§ Short task: Reproduce everything from the start of the records down to the line containing "<point>364,194</point>", inclusive, and multiply each coordinate in the answer points by 0.9, rounding to whole numbers with halves rounded up. Copy every other line as it stands.

§ Material:
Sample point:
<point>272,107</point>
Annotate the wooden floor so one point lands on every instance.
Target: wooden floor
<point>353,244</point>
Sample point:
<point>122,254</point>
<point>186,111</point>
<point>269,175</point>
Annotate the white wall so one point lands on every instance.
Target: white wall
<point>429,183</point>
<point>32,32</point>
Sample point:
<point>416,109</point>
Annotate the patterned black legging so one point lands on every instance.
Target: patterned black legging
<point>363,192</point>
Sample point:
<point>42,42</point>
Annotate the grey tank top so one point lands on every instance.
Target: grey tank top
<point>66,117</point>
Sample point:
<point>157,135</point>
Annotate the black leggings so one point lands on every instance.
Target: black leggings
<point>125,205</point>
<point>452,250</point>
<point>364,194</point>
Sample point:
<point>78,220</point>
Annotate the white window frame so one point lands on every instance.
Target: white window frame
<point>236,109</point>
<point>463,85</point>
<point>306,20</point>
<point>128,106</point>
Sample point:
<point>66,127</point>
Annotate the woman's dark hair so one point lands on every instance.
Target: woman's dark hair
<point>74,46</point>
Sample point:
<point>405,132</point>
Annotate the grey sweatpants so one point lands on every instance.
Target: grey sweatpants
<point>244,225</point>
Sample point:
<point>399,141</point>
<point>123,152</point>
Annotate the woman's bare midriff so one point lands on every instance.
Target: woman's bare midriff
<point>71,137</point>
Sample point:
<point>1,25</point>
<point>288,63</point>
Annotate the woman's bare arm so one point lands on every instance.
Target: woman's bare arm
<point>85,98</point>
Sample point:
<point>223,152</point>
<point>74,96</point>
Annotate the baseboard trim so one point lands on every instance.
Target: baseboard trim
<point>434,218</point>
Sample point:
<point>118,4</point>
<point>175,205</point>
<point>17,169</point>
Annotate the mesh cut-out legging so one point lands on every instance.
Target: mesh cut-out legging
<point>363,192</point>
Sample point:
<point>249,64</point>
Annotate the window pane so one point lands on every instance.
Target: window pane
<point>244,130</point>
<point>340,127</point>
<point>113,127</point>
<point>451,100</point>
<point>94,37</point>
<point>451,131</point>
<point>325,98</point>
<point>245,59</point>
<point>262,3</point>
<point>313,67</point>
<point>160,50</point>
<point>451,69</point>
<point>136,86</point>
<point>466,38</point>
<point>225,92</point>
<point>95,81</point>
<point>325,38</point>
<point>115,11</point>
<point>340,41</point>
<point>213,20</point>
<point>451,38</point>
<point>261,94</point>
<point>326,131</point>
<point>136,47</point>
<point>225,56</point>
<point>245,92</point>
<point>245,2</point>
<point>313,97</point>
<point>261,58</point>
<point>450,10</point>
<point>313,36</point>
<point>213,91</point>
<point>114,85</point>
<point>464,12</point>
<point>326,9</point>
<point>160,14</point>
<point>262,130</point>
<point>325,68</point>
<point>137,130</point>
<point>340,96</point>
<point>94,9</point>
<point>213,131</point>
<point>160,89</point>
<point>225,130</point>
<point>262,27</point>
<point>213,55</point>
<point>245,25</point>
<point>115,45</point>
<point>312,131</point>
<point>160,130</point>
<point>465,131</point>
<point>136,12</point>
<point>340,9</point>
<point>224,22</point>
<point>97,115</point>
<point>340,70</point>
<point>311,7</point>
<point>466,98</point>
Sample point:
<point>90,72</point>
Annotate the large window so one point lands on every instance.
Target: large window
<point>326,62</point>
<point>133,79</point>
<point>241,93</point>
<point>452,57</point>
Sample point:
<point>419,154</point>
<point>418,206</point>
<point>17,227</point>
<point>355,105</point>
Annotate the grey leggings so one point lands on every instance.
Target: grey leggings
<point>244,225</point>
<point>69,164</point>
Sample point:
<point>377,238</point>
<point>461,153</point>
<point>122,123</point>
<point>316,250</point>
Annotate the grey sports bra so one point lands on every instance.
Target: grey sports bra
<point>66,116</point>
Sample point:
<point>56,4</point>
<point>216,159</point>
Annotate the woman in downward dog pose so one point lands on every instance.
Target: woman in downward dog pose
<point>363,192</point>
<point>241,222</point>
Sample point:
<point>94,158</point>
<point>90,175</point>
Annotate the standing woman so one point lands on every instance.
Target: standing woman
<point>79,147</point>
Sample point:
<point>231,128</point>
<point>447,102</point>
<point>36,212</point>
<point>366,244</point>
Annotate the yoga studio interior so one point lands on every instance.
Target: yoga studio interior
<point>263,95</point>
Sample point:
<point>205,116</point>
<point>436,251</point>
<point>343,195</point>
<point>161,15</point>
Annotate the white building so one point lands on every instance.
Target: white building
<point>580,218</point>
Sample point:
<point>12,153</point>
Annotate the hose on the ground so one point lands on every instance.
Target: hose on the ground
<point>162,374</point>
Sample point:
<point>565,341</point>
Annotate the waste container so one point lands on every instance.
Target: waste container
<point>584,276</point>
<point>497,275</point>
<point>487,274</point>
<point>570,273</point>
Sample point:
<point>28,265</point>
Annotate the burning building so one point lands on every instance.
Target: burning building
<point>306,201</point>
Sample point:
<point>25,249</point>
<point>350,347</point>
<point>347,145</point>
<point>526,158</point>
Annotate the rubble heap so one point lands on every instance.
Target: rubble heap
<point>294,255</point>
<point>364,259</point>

§ Output of the exercise:
Sample point:
<point>272,107</point>
Annotate the wooden floor so one point lands on every instance.
Target: wooden floor
<point>318,220</point>
Sample point:
<point>122,254</point>
<point>186,111</point>
<point>269,175</point>
Annotate the white wall so one point lands on every instance.
Target: white wall
<point>386,165</point>
<point>29,29</point>
Sample point:
<point>416,109</point>
Annotate the patterned black legging so one point lands on every instance.
Target: patterned black legging
<point>327,173</point>
Sample point:
<point>42,42</point>
Annotate the grey tank top so one point lands on every instance.
Target: grey tank top
<point>59,105</point>
Sample point:
<point>157,135</point>
Annotate the black leggings so one point lands on every instance.
Target: black leggings
<point>113,185</point>
<point>407,225</point>
<point>328,175</point>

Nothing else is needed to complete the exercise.